Ваши задачи
A: Перепишите целиком фрагмент о насекомоядных и легенде о еже, не меняя ни одного символа.
B: Найдите в листинге все строки, где встречается слово "beige", и скопируйте каждую из них.

Выбранный фрагмент
───

Самое маленькое на Земле млекопитающее, землеройка (белозубка-малютка ростом с мизинец, длина ее тела 34—48 миллиметров плюс 22—31 миллиметр хвостик)— насекомоядное. Еж — гроза гадюк, подземный житель крот, выхухоль, плавающая в дорогой шубке, — тоже насекомоядные. На Мадагаскаре живут танреки «ежи» без колючек. В Вест-Индии — солено-донты, или щелезубы, на них похожие. В Индонезии — тупайи-древолазы. О них ученые давно спорят: насекомоядные ту-пайи или полуобезьяны. Здесь мы последуем за теми, кто считает их все-таки полуобезьянами, и потому о тупайях разговор будет позже. На суше и в воде, под землей и на деревьях живут насекомоядные и всюду к тому, что их окружает, приспособились совсем неплохо.
Тайны за иглами
«Еж собирает на зиму пропитание. Он катается на яблоках, упавших на землю. Наколет их на свои иглы и еще одно возьмет а рот и несет в дупло дерева» (Плиний Старший).
Века прошли, Плиний давно умер и многими забыт, но рассказанная им легенда живет. Во многих странах от берегов Англии до Кавказских гор по сей день крестьяне, охотники, поэты, писатели, в немалом числе и натуралисты (среди них Ч. Дарвин!) рассказывают эту странную историю о еже, ворующем яблоки, как о факте само собой разумеющемся, не задумываясь о несуразности, по мнению современных биологов, и очевидной ненужности для ежа такого занятия. Из уст в уста, от поколения к поколению с рядом других традиционных представлений переходит эта молва.
Еж с яблоками. Может быть, эта фотография документально удостоверяет легенду о еже и яблоках?
В некоторых рыцарских и дворянских гербах в геральдической условности на века запечатлен еж с яблоками на спине. В Линкольншире, в Англии, жива еще старая поговорка: «Он выгнул спину, как еж, отправившийся за яблоками». Говорят так о человеке ершистого и вздорного нрава.

───

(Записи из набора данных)

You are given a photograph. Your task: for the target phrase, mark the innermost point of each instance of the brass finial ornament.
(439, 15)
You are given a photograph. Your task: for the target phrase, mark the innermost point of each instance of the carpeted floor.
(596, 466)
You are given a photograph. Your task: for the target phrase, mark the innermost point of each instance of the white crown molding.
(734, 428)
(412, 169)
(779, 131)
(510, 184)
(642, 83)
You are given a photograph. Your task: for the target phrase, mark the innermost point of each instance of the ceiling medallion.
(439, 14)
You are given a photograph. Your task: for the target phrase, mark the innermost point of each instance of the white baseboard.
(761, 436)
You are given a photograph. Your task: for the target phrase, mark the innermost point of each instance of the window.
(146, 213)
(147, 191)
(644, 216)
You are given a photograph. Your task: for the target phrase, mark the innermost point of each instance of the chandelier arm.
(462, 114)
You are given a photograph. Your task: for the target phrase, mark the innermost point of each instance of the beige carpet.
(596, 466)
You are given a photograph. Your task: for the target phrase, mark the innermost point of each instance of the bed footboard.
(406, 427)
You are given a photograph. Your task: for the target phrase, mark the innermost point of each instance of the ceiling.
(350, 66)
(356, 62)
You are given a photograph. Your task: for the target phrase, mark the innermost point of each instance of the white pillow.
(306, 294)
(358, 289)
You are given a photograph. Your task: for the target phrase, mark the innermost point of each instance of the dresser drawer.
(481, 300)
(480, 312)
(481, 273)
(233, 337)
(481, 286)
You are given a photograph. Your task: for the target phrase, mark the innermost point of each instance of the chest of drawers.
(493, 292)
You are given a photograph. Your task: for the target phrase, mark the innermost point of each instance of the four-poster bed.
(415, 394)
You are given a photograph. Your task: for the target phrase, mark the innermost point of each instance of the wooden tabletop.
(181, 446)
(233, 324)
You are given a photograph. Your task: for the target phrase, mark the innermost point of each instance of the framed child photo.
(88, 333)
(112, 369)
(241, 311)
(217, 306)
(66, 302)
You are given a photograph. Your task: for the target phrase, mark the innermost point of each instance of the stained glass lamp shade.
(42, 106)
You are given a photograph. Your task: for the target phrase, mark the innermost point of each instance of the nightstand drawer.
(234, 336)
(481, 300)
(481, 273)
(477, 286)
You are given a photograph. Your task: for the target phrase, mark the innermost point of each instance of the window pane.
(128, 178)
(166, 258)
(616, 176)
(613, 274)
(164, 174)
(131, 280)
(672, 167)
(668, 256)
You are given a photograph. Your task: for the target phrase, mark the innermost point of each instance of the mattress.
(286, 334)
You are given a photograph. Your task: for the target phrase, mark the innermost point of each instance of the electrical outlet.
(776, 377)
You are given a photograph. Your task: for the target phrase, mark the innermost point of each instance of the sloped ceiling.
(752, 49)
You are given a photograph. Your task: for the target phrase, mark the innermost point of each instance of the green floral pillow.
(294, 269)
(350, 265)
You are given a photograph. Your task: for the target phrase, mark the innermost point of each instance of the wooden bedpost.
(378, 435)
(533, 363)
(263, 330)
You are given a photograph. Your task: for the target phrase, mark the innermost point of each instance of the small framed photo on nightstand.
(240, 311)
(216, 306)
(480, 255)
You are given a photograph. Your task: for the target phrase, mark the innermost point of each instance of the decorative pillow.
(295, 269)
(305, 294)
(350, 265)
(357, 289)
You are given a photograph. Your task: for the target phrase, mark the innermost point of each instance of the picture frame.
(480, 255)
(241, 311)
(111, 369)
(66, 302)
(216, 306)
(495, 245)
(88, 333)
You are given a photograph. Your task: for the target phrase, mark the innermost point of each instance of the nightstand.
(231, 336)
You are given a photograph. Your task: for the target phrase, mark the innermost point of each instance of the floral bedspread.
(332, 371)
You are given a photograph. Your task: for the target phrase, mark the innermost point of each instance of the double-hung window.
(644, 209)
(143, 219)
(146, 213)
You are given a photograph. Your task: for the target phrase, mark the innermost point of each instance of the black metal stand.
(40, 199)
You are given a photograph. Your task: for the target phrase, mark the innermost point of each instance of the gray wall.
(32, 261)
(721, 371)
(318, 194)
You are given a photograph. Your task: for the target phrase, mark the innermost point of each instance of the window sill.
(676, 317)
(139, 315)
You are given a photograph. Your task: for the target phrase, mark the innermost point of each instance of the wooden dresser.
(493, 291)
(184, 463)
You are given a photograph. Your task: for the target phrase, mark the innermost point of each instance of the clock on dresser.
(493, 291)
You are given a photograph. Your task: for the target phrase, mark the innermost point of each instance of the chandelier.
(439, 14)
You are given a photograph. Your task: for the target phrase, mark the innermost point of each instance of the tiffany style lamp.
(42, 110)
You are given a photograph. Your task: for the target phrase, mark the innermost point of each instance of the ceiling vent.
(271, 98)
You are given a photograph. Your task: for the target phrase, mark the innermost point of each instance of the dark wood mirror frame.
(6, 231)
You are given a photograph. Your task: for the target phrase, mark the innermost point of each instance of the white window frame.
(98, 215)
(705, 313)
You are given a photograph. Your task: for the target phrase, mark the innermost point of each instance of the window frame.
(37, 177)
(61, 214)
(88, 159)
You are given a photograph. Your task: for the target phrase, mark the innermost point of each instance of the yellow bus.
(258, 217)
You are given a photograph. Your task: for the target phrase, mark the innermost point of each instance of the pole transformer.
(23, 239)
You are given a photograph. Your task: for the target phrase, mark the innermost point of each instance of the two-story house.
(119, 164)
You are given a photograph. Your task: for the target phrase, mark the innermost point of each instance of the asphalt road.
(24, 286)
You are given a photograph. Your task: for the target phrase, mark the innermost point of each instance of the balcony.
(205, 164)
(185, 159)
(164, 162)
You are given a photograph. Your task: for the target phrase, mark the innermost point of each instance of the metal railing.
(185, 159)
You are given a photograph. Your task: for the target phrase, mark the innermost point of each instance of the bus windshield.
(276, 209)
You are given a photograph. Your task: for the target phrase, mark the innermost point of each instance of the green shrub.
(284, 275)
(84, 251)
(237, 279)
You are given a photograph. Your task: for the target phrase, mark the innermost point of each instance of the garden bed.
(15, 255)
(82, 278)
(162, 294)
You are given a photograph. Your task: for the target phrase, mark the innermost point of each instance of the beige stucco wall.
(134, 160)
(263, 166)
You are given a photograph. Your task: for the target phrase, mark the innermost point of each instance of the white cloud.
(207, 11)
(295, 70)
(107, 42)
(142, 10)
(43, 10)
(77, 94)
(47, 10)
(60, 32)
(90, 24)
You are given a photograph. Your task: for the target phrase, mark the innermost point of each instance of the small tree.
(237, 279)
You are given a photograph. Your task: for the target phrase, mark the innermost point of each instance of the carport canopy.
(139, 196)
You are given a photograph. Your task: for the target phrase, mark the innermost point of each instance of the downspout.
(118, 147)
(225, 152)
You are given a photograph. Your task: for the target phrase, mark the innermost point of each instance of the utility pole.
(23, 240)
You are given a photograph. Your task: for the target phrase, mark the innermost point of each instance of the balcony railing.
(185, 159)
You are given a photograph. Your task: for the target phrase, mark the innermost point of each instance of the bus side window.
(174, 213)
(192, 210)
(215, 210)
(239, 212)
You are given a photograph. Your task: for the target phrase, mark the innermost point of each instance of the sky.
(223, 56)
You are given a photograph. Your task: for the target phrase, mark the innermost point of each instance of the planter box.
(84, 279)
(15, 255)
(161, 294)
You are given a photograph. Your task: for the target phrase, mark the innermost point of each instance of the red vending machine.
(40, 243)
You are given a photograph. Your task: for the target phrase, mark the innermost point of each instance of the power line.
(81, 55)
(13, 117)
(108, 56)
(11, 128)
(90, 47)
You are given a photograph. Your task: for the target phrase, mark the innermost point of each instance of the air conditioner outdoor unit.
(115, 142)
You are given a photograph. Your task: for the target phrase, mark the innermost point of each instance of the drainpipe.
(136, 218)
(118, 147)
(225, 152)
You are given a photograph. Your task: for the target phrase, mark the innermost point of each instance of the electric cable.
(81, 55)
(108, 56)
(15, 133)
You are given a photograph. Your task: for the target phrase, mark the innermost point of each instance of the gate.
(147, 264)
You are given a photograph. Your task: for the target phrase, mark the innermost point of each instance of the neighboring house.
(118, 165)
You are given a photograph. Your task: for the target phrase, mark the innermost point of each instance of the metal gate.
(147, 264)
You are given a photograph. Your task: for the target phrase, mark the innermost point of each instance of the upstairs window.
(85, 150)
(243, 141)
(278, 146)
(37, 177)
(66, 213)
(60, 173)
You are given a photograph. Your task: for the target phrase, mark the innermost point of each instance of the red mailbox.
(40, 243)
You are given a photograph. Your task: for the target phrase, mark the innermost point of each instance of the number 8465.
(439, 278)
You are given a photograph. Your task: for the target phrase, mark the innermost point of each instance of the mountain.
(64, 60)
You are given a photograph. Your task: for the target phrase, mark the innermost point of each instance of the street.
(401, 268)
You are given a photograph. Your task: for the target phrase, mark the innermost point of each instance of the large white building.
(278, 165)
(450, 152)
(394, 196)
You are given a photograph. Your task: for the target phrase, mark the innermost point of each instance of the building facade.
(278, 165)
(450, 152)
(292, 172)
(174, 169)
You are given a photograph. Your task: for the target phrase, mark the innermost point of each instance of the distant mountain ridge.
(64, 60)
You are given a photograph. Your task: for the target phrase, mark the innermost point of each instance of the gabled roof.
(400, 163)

───

Результаты
A:
Самое маленькое на Земле млекопитающее, землеройка (белозубка-малютка ростом с мизинец, длина ее тела 34—48 миллиметров плюс 22—31 миллиметр хвостик)— насекомоядное. Еж — гроза гадюк, подземный житель крот, выхухоль, плавающая в дорогой шубке, — тоже насекомоядные. На Мадагаскаре живут танреки «ежи» без колючек. В Вест-Индии — солено-донты, или щелезубы, на них похожие. В Индонезии — тупайи-древолазы. О них ученые давно спорят: насекомоядные ту-пайи или полуобезьяны. Здесь мы последуем за теми, кто считает их все-таки полуобезьянами, и потому о тупайях разговор будет позже. На суше и в воде, под землей и на деревьях живут насекомоядные и всюду к тому, что их окружает, приспособились совсем неплохо.
Тайны за иглами
«Еж собирает на зиму пропитание. Он катается на яблоках, упавших на землю. Наколет их на свои иглы и еще одно возьмет а рот и несет в дупло дерева» (Плиний Старший).
Века прошли, Плиний давно умер и многими забыт, но рассказанная им легенда живет. Во многих странах от берегов Англии до Кавказских гор по сей день крестьяне, охотники, поэты, писатели, в немалом числе и натуралисты (среди них Ч. Дарвин!) рассказывают эту странную историю о еже, ворующем яблоки, как о факте само собой разумеющемся, не задумываясь о несуразности, по мнению современных биологов, и очевидной ненужности для ежа такого занятия. Из уст в уста, от поколения к поколению с рядом других традиционных представлений переходит эта молва.
Еж с яблоками. Может быть, эта фотография документально удостоверяет легенду о еже и яблоках?
В некоторых рыцарских и дворянских гербах в геральдической условности на века запечатлен еж с яблоками на спине. В Линкольншире, в Англии, жива еще старая поговорка: «Он выгнул спину, как еж, отправившийся за яблоками». Говорят так о человеке ершистого и вздорного нрава.

B:
You are given a photograph. Your task: for the target phrase, mark the innermost point of each instance of the beige carpet.
You are given a photograph. Your task: for the target phrase, mark the innermost point of each instance of the beige stucco wall.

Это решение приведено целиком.